## GIVEN PROBLEM 1
From the records, repeat word for word the lines beginning at the line that has "Practice. Indicate each instance of the brick" and ending after the line that has "x=502, y=624", with both of those lines included.

## SOURCE TEXT
■ ■ ■ ■
- Music: Gary William Friedman
- Lyrics: Will Holt
- Book: Robert H. Livingston Herb Schapiro Stephen M. Joseph
- Basis: Anthologized writings of inner-city youths
- Productions: 1970 Off-Broadway 1970 Broadway

= The Me Nobody Knows =

1970 musical

The Me Nobody Knows is a musical with music by Gary William Friedman and lyrics by Will Holt. It debuted off-Broadway in 1970 and then transferred to Broadway, making it one of the earliest rock musicals to play on Broadway, and the first Broadway hit to give voice to the sentiments of inner-city American youth. It received the Obie Award and the Drama Desk Award for best New Musical, and Five Tony Award nominations, including Best Musical.

==Synopsis==
There is no plot, but the theme is children in low-income neighborhoods of New York City, who are "complex, introspective characters. Each 'I' is an authentic voice saying attention must be paid." The children are self-assertive in the face of difficult lives. Various stories are told through song by the cast of 8 black and 4 white children. One story is about a 13-year-old boy taking heroin for the first time. Another involves a child shocked to hear a white boy order "milk and a nigger". Another boy watches as a drunk black man is taken away in an ambulance after an accident. In the musical number "If I Had a Million Dollars", the ghetto children ponder what they would do with the money and express "tightwad selfishness to outrageous spending sprees."

==Songs==

- Act I
- Dream Babies – Melba
- Light Sings ‡ – William and Company
- This World ‡ – Company
- Numbers – Company
- What Happens to Life – Lillian and Lloyd
- Take Hold the Crutch – Nell and Company
- Flying Milk and Runaway Plates – Benjamin and Company
- I Love What the Girls Have – Donald
- How I Feel – Catherine and Carlos
- If I Had A Million Dollars – Company

- Act II
- Fugue for Four Girls – Lillie Mae, Catherine, Lillian and Nell
- Rejoice – Clorox
- Sounds – Nell and Catherine
- The Tree – Carlos
- Robert, Alvin, Wendell and Jo Jo – Rhoda, Lillian, Lillie Mae and William
- Jail-Life Walk – Donald, Lloyd, Clorox and Carlos
- Something Beautiful – Rhoda
- Black – Benjamin, Clorox, Lillie Mae, Lloyd, Melba, Nell, Rhoda and William
- The White Horse – Lloyd
- War Babies – Lloyd
- Let Me Come in – Company

‡ These songs by The Staple Singers ("This World") and The 5th Dimension ("Light Sings") became hits.

==Productions==
The Me Nobody Knows premiered off-Broadway at the Orpheum Theatre on May 18, 1970, and closed on November 15, 1970, after 208 performances. It then opened on Broadway at the Helen Hayes Theatre on December 18, 1970, transferred to the Longacre Theatre, and closed on November 14, 1971, after 378 performances. Directed by Robert H. Livingston with musical staging by Patricia Birch, the cast included a young Irene Cara as Lillie Mae, Hattie Winston as Nell, Beverly Bremers (at the time credited as Beverly Ann Bremers) as Catherine, and Northern J. Calloway.
■ ■ ■ ■
## THE RECORDS
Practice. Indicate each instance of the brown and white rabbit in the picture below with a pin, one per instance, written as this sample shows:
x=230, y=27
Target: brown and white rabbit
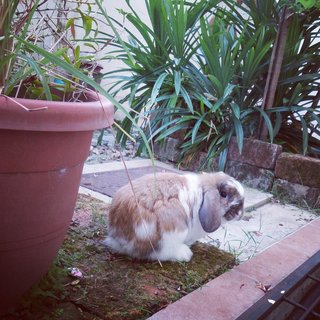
x=167, y=212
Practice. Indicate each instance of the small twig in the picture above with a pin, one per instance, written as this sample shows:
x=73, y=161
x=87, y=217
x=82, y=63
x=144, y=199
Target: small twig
x=22, y=106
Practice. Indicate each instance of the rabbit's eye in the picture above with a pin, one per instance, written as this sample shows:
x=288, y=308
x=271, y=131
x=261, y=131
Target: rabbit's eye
x=223, y=194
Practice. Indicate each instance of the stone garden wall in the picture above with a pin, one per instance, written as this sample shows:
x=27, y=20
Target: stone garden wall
x=262, y=166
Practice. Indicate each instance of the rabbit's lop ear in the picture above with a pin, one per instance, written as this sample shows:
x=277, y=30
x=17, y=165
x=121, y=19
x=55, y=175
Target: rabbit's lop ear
x=209, y=213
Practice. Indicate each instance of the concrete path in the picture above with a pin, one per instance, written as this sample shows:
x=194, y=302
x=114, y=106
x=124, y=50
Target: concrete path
x=265, y=221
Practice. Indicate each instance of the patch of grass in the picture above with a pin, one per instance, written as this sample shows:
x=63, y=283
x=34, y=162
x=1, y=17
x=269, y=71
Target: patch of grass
x=113, y=286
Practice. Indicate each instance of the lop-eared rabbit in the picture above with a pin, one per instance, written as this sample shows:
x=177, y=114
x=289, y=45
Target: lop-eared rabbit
x=165, y=213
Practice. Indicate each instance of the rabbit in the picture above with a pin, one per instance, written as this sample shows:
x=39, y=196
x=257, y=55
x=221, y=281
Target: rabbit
x=160, y=215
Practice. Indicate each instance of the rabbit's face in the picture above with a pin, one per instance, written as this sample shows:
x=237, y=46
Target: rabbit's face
x=232, y=197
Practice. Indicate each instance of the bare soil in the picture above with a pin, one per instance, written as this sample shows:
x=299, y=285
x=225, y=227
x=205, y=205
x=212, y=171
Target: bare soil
x=112, y=286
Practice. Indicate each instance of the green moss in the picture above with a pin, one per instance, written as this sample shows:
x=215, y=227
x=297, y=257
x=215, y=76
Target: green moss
x=115, y=287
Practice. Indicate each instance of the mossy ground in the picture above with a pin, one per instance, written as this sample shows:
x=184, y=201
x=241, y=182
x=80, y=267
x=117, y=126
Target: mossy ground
x=113, y=286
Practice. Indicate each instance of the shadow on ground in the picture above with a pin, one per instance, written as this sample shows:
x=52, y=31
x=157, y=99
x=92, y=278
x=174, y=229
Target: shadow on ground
x=112, y=286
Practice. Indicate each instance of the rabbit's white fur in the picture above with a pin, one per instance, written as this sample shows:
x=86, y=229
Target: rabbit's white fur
x=165, y=213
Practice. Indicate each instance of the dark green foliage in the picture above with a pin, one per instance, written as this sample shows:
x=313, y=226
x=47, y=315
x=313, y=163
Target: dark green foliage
x=199, y=73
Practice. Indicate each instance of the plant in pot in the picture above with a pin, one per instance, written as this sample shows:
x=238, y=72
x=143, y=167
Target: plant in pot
x=47, y=118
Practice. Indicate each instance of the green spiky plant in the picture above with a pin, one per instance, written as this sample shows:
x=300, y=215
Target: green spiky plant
x=199, y=72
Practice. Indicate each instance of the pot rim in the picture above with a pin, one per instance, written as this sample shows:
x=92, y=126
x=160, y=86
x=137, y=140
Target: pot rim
x=97, y=113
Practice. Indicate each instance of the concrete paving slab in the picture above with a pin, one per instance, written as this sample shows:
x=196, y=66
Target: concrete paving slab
x=259, y=229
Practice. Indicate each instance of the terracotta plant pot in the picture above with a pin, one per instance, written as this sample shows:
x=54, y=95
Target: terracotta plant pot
x=42, y=156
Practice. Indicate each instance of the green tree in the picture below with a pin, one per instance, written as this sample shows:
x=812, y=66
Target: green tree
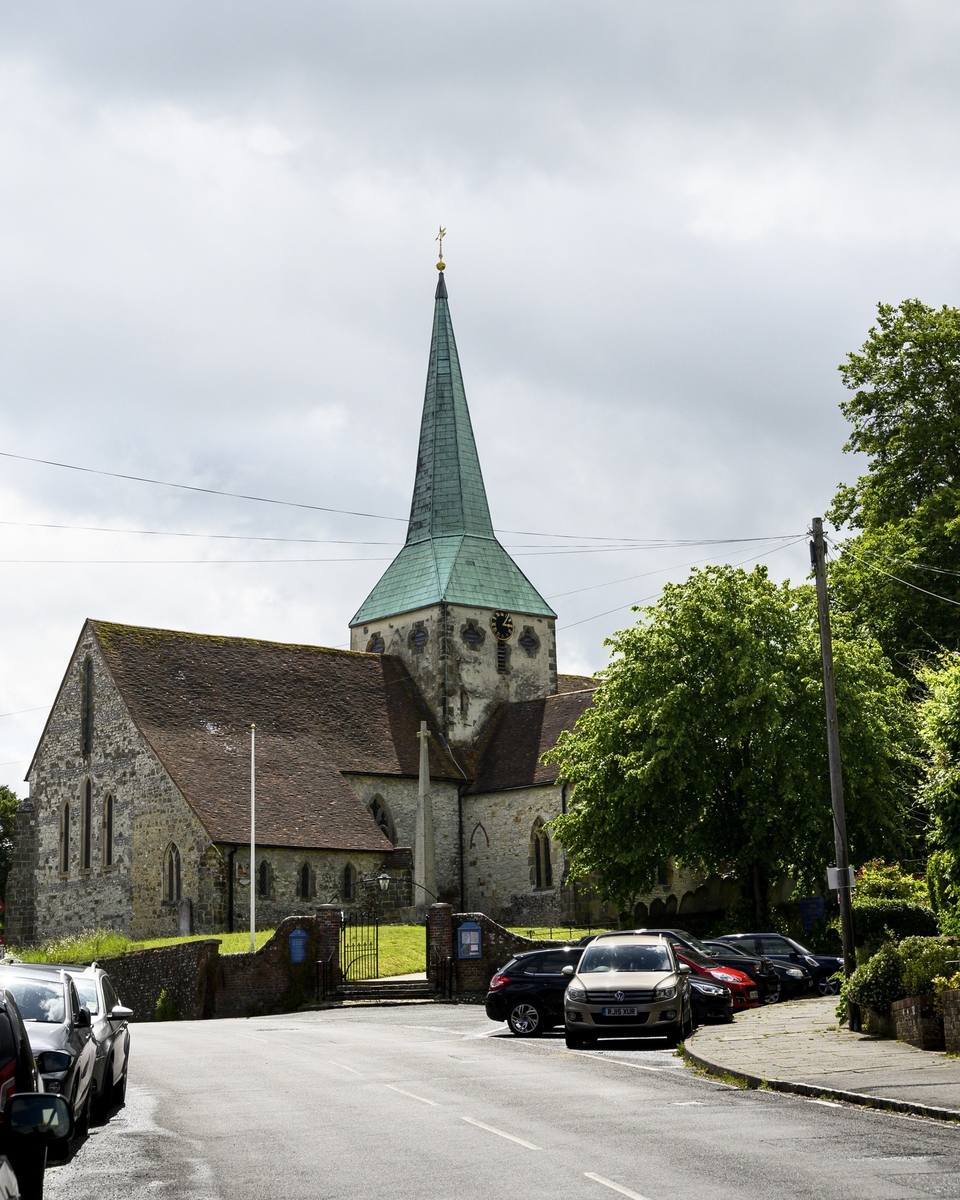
x=940, y=733
x=905, y=412
x=9, y=803
x=706, y=743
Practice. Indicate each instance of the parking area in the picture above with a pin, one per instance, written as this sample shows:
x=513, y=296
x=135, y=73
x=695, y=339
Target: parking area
x=436, y=1102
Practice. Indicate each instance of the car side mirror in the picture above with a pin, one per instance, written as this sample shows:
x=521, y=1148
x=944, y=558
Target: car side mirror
x=40, y=1115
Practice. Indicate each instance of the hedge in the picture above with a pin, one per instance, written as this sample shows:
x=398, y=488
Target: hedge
x=873, y=918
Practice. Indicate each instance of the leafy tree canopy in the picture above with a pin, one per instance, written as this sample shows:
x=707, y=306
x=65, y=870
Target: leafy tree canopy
x=905, y=414
x=706, y=743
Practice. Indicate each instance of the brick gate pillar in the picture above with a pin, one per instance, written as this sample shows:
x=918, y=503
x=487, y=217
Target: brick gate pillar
x=439, y=939
x=329, y=918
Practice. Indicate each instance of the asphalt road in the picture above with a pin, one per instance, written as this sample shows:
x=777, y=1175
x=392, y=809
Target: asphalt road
x=436, y=1103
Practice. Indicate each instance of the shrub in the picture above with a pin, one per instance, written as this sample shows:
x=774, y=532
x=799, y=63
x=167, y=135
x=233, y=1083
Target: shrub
x=876, y=919
x=166, y=1007
x=882, y=881
x=924, y=959
x=877, y=983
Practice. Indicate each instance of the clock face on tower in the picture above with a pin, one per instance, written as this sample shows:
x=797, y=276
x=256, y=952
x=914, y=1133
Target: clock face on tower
x=502, y=624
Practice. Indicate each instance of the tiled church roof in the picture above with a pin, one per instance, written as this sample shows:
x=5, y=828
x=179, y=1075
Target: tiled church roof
x=520, y=733
x=318, y=713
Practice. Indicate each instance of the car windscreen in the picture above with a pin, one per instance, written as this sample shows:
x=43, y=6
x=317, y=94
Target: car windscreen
x=598, y=958
x=37, y=1001
x=87, y=990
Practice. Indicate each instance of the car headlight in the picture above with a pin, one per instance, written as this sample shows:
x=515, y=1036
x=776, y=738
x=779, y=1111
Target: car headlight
x=53, y=1061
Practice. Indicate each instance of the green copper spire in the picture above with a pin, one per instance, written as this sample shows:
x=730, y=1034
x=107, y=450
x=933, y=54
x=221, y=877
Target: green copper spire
x=451, y=553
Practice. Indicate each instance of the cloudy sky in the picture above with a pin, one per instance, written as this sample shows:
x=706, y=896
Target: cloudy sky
x=667, y=223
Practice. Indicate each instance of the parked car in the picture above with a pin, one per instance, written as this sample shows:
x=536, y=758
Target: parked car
x=761, y=971
x=822, y=967
x=528, y=991
x=23, y=1139
x=711, y=1000
x=795, y=979
x=628, y=985
x=60, y=1032
x=111, y=1036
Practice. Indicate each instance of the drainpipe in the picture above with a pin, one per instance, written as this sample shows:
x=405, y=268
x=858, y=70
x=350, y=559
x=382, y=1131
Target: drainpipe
x=229, y=889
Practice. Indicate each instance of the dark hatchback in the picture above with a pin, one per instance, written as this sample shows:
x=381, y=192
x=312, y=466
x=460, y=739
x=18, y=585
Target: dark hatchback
x=761, y=971
x=822, y=967
x=795, y=979
x=60, y=1032
x=528, y=991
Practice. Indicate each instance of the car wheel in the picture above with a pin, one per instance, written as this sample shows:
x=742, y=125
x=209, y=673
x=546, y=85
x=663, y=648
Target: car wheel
x=525, y=1020
x=105, y=1097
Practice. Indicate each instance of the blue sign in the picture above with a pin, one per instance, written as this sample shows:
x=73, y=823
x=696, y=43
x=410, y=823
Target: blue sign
x=811, y=911
x=469, y=941
x=298, y=942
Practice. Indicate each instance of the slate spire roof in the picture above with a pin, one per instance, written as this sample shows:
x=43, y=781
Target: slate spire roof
x=451, y=553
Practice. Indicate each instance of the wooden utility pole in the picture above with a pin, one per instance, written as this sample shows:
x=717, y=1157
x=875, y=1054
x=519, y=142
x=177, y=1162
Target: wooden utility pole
x=252, y=839
x=817, y=556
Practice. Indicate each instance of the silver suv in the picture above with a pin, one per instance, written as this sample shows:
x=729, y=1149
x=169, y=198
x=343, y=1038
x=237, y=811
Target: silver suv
x=628, y=985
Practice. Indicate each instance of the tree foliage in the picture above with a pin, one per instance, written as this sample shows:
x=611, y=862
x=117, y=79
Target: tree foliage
x=905, y=414
x=706, y=743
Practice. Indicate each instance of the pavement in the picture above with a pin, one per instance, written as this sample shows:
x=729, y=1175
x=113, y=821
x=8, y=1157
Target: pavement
x=801, y=1047
x=438, y=1103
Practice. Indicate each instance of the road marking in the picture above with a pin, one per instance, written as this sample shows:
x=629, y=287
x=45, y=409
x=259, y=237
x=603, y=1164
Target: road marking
x=499, y=1133
x=615, y=1187
x=421, y=1098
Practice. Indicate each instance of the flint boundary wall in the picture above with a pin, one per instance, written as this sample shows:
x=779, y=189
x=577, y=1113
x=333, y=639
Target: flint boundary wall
x=203, y=983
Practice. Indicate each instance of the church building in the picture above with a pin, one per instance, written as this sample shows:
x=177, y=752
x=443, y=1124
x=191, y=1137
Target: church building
x=417, y=753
■ ■ ■ ■
## GIVEN PROBLEM 2
Print the passage of the text on the musical The Me Nobody Knows word for word, beginning at the words "The Me Nobody Knows is" and ending after "including Best Musical.".

## TASK RESPONSE 1
Practice. Indicate each instance of the brick gate pillar in the picture above with a pin, one per instance, written as this sample shows:
x=918, y=503
x=487, y=217
Target: brick gate pillar
x=439, y=939
x=329, y=918
Practice. Indicate each instance of the asphalt road in the picture above with a pin, one per instance, written as this sample shows:
x=777, y=1175
x=392, y=809
Target: asphalt road
x=436, y=1103
Practice. Indicate each instance of the shrub in the picture above with a pin, one per instance, written as this sample shows:
x=774, y=532
x=799, y=63
x=167, y=135
x=233, y=1083
Target: shrub
x=876, y=919
x=166, y=1007
x=882, y=881
x=924, y=959
x=877, y=983
Practice. Indicate each instance of the clock face on tower in the picture above with a pin, one per instance, written as this sample shows:
x=797, y=276
x=256, y=952
x=914, y=1133
Target: clock face on tower
x=502, y=624

## TASK RESPONSE 2
The Me Nobody Knows is a musical with music by Gary William Friedman and lyrics by Will Holt. It debuted off-Broadway in 1970 and then transferred to Broadway, making it one of the earliest rock musicals to play on Broadway, and the first Broadway hit to give voice to the sentiments of inner-city American youth. It received the Obie Award and the Drama Desk Award for best New Musical, and Five Tony Award nominations, including Best Musical.